Regional Reviews: Chicago
The intimacy of Nichols Theatre, where the audience rises up from the stage on three sides, is particularly well-suited to the play's settings, which include crowded two-room flats, struggling small businesses, and ultimately, a 24-hour lock-in at a recording studio. Joonhee Park's scenic design deploys mismatched, dated, down-at-heel furniture around the entirety of the set, positioning actors in rattan bucket chairs at the ends of aisles; combined with the tightly effective lighting design by Yael Lubetzky, this creates the sense that the entire cast is witnessing (and ignoring) the waves of grief and triumph each of the characters is experiencing. In the moments when Girl and Guy escape to the cliffs above Dublin, Park and Lubetzky inject yet another love story into the show–one to the city itself–as the characters simply stand on chairs in the pool of a tight spot at the center of the stage with a beautiful scatter of pinpoint lights behind them.
Gregory Graham's subtle costume design also contributes to the strong sense of intimate community. Without devolving into stereotype, the vibrant colors and patterns the Czech characters wear, as well as the closer fit and more revealing cut of their costume pieces, contrast with the baggy, muted tweeds and knitwear of the Irish characters. The fact that there are almost no costume changes, other than the addition or removal of pieces here and there, underscores that the ensemble members are individuals who encounter Girl and Guy in various context throughout the city.

> [SUPPLIED DATA]

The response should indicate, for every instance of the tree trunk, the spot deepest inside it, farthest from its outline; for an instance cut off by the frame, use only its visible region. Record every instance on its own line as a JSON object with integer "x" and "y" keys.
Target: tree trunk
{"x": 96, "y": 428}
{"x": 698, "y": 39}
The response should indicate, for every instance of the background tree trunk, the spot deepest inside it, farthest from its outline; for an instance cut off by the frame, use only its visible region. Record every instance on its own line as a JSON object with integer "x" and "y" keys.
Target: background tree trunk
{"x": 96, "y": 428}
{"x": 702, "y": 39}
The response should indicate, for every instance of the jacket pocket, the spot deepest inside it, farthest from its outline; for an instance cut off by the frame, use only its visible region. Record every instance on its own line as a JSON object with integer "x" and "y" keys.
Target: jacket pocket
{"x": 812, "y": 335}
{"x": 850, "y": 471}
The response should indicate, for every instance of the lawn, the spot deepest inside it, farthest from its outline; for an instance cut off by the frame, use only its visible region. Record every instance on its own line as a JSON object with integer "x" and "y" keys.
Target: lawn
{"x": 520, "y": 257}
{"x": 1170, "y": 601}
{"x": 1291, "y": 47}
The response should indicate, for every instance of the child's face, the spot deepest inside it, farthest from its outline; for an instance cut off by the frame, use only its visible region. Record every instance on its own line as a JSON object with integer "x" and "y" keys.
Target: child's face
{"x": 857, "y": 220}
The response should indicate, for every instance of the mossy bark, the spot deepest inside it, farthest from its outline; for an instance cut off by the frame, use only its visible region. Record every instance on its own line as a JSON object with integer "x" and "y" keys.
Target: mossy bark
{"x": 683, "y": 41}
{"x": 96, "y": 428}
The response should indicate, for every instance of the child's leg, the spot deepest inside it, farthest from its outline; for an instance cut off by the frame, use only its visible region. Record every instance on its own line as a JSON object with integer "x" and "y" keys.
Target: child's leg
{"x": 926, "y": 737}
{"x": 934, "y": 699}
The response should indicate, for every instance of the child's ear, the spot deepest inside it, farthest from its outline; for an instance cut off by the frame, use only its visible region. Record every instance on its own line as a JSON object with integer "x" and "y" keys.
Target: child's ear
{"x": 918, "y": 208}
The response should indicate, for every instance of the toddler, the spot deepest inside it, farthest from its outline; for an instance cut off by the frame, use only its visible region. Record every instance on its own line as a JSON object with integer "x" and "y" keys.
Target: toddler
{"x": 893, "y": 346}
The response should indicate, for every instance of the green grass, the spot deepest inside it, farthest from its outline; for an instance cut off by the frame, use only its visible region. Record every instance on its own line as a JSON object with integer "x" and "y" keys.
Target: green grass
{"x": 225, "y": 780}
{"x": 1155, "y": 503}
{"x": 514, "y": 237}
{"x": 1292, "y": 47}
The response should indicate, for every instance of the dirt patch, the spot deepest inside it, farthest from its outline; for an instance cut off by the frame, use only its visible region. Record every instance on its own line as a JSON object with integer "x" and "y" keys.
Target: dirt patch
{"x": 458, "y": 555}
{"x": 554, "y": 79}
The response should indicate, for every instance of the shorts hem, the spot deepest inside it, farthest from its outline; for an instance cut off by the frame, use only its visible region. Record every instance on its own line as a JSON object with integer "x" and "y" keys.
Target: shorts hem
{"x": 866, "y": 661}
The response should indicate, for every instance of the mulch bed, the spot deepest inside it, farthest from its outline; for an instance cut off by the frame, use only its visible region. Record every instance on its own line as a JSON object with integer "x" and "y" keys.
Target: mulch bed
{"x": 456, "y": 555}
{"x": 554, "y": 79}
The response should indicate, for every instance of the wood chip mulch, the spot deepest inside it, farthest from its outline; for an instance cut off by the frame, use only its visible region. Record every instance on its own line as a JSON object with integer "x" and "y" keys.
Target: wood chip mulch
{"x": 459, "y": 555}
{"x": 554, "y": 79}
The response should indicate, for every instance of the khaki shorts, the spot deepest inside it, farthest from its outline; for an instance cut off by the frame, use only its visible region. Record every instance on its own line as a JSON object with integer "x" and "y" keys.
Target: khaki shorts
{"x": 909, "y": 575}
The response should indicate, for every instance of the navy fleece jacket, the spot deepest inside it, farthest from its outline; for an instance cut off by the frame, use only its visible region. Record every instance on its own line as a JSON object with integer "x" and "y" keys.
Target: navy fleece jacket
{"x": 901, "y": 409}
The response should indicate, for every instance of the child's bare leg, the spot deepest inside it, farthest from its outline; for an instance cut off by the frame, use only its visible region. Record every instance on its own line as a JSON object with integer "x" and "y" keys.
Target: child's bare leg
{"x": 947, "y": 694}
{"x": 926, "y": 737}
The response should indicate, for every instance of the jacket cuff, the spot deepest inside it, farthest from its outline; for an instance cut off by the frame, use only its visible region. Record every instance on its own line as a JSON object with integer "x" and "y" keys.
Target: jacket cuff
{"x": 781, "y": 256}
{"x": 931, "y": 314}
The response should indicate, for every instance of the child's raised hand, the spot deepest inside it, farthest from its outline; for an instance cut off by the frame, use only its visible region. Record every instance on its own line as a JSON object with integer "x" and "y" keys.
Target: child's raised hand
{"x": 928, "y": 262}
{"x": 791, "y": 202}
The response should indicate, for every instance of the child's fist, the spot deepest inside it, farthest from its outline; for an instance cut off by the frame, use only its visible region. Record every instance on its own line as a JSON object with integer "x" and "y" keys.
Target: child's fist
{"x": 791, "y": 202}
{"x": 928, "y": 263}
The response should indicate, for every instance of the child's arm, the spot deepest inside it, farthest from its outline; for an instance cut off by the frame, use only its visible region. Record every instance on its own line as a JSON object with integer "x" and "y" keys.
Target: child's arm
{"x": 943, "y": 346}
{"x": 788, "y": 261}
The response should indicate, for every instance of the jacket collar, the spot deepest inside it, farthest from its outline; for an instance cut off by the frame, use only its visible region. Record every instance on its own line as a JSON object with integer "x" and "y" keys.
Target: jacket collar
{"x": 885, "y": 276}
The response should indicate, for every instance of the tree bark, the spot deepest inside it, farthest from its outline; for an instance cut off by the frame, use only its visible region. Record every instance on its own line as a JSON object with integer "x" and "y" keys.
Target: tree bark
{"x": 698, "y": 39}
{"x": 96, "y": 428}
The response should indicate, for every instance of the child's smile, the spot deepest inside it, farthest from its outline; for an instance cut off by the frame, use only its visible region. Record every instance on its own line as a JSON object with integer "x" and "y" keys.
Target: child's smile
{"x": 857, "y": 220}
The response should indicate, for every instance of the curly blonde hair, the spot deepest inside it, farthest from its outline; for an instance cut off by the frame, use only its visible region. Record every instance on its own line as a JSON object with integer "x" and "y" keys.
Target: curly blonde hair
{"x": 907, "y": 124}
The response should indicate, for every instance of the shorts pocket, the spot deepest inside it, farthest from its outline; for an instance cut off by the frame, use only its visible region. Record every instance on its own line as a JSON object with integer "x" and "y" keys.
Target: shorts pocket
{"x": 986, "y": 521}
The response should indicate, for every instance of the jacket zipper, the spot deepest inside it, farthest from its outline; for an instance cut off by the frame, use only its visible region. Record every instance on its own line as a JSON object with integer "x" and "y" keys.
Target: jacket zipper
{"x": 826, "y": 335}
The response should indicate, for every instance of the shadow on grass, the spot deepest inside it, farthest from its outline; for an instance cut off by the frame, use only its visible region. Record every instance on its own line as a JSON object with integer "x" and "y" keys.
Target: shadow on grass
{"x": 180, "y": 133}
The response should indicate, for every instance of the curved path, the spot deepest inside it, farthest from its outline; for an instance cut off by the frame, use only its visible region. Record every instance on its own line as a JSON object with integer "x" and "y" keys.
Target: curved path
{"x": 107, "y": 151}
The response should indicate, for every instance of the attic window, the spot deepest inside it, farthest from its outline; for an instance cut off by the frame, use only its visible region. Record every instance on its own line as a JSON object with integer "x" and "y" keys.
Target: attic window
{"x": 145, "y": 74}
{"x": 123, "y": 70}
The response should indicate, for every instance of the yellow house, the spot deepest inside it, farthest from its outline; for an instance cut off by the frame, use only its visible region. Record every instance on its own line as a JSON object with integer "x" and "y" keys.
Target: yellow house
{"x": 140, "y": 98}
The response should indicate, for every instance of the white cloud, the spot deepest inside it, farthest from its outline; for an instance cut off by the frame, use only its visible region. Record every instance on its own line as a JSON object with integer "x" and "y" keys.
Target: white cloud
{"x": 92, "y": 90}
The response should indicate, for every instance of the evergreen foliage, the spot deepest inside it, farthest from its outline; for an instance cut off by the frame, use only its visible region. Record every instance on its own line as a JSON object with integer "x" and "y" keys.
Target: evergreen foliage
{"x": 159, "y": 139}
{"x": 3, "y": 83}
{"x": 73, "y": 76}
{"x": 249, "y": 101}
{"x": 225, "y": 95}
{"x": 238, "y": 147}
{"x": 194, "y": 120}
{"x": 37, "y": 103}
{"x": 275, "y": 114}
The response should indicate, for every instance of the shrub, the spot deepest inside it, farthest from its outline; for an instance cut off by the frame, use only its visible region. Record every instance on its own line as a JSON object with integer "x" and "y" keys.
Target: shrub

> [STATED GOAL]
Rewrite the passage of the Chicago theater review that begins at "Gregory Graham's subtle" and stops after "throughout the city.", changing "tweeds" to "corduroys".

> [EXERCISE OUTPUT]
Gregory Graham's subtle costume design also contributes to the strong sense of intimate community. Without devolving into stereotype, the vibrant colors and patterns the Czech characters wear, as well as the closer fit and more revealing cut of their costume pieces, contrast with the baggy, muted corduroys and knitwear of the Irish characters. The fact that there are almost no costume changes, other than the addition or removal of pieces here and there, underscores that the ensemble members are individuals who encounter Girl and Guy in various context throughout the city.